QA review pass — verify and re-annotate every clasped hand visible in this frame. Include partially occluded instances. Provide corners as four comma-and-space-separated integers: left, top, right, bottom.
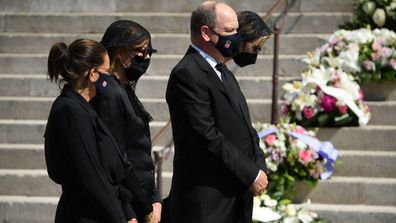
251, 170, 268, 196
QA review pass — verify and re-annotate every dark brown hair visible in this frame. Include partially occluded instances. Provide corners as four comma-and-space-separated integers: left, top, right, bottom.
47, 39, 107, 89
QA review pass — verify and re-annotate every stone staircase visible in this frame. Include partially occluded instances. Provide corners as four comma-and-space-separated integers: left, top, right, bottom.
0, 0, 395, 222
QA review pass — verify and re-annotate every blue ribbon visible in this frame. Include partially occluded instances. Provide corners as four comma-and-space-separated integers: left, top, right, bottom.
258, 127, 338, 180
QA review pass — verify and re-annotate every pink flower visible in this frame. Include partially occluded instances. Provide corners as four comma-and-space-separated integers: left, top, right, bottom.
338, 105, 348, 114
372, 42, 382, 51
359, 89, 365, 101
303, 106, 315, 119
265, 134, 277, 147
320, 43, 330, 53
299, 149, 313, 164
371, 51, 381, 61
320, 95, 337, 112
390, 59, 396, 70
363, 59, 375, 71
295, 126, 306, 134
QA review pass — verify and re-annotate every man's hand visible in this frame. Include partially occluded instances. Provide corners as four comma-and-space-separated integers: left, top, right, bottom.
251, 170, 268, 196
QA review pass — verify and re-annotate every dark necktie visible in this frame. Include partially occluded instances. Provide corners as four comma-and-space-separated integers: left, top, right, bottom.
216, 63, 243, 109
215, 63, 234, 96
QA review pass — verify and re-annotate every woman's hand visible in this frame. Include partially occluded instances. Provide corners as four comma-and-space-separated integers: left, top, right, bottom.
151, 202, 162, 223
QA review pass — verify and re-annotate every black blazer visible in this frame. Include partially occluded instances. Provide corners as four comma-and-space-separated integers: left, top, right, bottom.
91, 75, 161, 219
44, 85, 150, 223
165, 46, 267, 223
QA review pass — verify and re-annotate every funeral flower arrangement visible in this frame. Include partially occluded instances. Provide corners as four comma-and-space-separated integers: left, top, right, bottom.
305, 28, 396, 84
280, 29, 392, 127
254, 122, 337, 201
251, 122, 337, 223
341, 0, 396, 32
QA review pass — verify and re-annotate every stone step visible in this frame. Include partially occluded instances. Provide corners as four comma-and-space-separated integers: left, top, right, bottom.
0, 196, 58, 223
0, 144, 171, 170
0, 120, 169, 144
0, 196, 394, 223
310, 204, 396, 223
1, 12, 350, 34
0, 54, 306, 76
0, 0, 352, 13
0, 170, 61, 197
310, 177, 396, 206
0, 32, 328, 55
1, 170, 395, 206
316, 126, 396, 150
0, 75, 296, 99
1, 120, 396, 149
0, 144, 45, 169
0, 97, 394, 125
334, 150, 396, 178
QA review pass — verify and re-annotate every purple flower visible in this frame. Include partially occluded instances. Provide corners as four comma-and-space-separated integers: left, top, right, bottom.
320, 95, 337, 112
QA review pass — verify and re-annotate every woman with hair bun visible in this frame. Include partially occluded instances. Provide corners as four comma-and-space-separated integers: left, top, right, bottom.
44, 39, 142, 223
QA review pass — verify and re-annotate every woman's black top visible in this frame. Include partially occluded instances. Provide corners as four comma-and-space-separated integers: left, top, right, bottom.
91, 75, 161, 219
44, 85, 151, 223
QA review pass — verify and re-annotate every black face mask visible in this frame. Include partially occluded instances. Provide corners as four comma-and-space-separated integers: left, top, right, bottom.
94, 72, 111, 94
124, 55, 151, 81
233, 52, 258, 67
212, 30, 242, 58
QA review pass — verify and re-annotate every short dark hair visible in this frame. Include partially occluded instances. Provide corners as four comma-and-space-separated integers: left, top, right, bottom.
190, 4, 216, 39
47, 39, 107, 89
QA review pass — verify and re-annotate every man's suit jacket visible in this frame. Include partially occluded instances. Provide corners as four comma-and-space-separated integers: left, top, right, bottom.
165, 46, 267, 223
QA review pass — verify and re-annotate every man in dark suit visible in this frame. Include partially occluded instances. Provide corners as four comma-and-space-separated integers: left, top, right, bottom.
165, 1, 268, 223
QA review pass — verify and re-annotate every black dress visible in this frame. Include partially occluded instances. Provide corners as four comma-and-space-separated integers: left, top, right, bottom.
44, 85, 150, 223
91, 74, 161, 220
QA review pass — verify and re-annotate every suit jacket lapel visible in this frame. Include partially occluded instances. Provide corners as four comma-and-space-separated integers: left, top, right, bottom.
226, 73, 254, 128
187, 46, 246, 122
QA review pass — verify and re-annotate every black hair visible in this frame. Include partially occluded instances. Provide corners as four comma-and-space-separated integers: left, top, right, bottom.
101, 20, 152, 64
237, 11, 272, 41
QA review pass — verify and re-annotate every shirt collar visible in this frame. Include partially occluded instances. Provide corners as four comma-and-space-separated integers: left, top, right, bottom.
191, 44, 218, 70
━━━━━━
PROBLEM STATEMENT:
Transcribe every record above exactly, leaving out the pictures.

ANSWER SECTION:
QA review pass — verify and re-annotate every clasped hand visible in this frame. Include partially occluded instances. Provide corners as four comma-and-space-separated integers: left, top, right, bottom.
251, 170, 268, 196
QA review pass — verify and re-annotate every dark brown hair visible in this frame. Include partially occluded instances. Provide corners as four comma-and-space-separated integers: left, top, right, bottom.
47, 39, 107, 89
QA review pass — verify and re-annotate every stone staircase visible in this frame. Include partially occluded instances. Provide corners as four comma-and-space-separated integers: left, top, right, bottom.
0, 0, 395, 222
QA review pass — verify and re-annotate every blue ribbon visible in this frame. Include partially occluded instances. Provide corners as four comma-and-space-separated integers: left, top, right, bottom.
258, 127, 338, 180
QA review pass — verify and re-annotate every pink flower visible in this frame. Include partially occluded instances. Provide corners as four comma-and-space-separated integers: left, top, right, bottom.
338, 105, 348, 114
372, 42, 382, 51
359, 89, 365, 101
303, 106, 315, 119
265, 134, 277, 147
320, 43, 330, 53
299, 149, 313, 164
371, 51, 381, 61
320, 95, 337, 112
390, 59, 396, 70
363, 59, 375, 71
295, 126, 306, 134
QA review pass — verify and re-annotate every man's hand visible in this frame. Include partially occluded instances. Provide corners as four comma-and-space-separated integers: left, top, right, bottom.
251, 170, 268, 196
QA review pass — verify and re-annotate every dark necktie visible in this frame. Include partially occluded instances. Provide corners as four comma-and-space-separated integers: left, top, right, bottom.
216, 63, 243, 109
215, 63, 234, 96
QA review pass — verify and re-annotate every woman's hand visible in this frame. Include partially occluded instances. Provide corners as four comma-and-space-separated integers: left, top, right, bottom.
151, 202, 162, 223
QA review pass — verify and re-annotate every black blazer visible in this frame. Include partially occluded instances. Provide corners as four comma-and-space-separated integers: left, top, right, bottom.
91, 75, 161, 219
44, 85, 150, 223
165, 46, 267, 223
QA review pass — verify and re-annotate every funeral flower arrangement visible in this frame. Include partially occluded instances. Provide corners as four comma-and-space-separated integers: left, top, right, bottom.
305, 28, 396, 84
280, 29, 392, 127
254, 122, 337, 201
251, 122, 337, 223
341, 0, 396, 32
QA review pass — verify and re-annotate every stone step visible in this frame. Include partially occluded instances. Provide corners as four comma-and-space-separated integers: left, top, right, bottom.
0, 196, 58, 223
0, 144, 171, 170
0, 120, 169, 144
0, 196, 394, 223
310, 204, 396, 223
1, 12, 350, 34
0, 54, 306, 76
0, 0, 352, 13
0, 170, 61, 197
310, 177, 396, 206
0, 32, 328, 55
1, 170, 395, 206
316, 126, 396, 150
0, 75, 296, 99
1, 120, 396, 149
0, 144, 45, 169
0, 97, 394, 125
334, 150, 396, 178
QA review pass — verify and re-annotate every purple flower visible in this frame. Include partially occluded instances. Provide corners as four comma-and-space-separated integers: left, top, right, bottom.
320, 95, 337, 112
QA review pass — verify and re-annotate every woman with hair bun visible in this frame. Include partially occluded instances. Provide corners as four comma-and-space-separated integers: left, top, right, bottom.
44, 39, 142, 223
QA review pass — verify and re-annotate every woman's black top visible in this frame. Include partially occluded instances. Provide corners as four comma-and-space-separated integers: left, top, right, bottom.
91, 75, 161, 219
44, 85, 151, 223
QA review pass — verify and re-annotate every black face mask visible in this frame. Include partially occluded instances. Provide corners as four comma-and-space-separated integers: left, top, right, bottom.
94, 72, 111, 94
124, 55, 151, 81
233, 52, 258, 67
212, 30, 242, 58
QA review pass — verify and re-annotate every short dark hair visible in this frame. Include partially occluded instances. Provide corners as four comma-and-space-separated integers: left, top, right, bottom.
190, 4, 216, 39
47, 39, 107, 89
QA review pass — verify and re-annotate every man's suit jacket visible in this frame. Include partially occluded instances. Provide corners as four comma-and-space-separated integers: left, top, right, bottom.
165, 46, 267, 223
QA review pass — verify and re-annotate every man in dark suit visible in this frame. Include partially occluded instances. Provide corners as four comma-and-space-separated integers: left, top, right, bottom.
165, 1, 268, 223
QA review pass — verify and re-annotate every black dress visible in this frame. Include partially occluded instances. Provide corners as four comma-and-space-separated integers: left, top, right, bottom.
44, 85, 150, 223
91, 74, 161, 220
QA review pass — verify and re-annotate every suit jacket lapel visible in this frame. Include partially occluded instances. Provide corners as four comma-and-space-separated integers: left, top, right, bottom.
226, 73, 254, 128
187, 46, 246, 122
QA review pass — verify and re-annotate every black hair visible in this frame. Include partially occluded instances. Provide corners as four comma-and-space-separated integers: left, top, right, bottom.
101, 20, 152, 64
237, 11, 272, 41
QA review pass — verify and re-annotate every shirt collar visible in this frame. Include partially occluded instances. Provide corners as four comma-and-space-separated integers: left, top, right, bottom.
191, 44, 218, 70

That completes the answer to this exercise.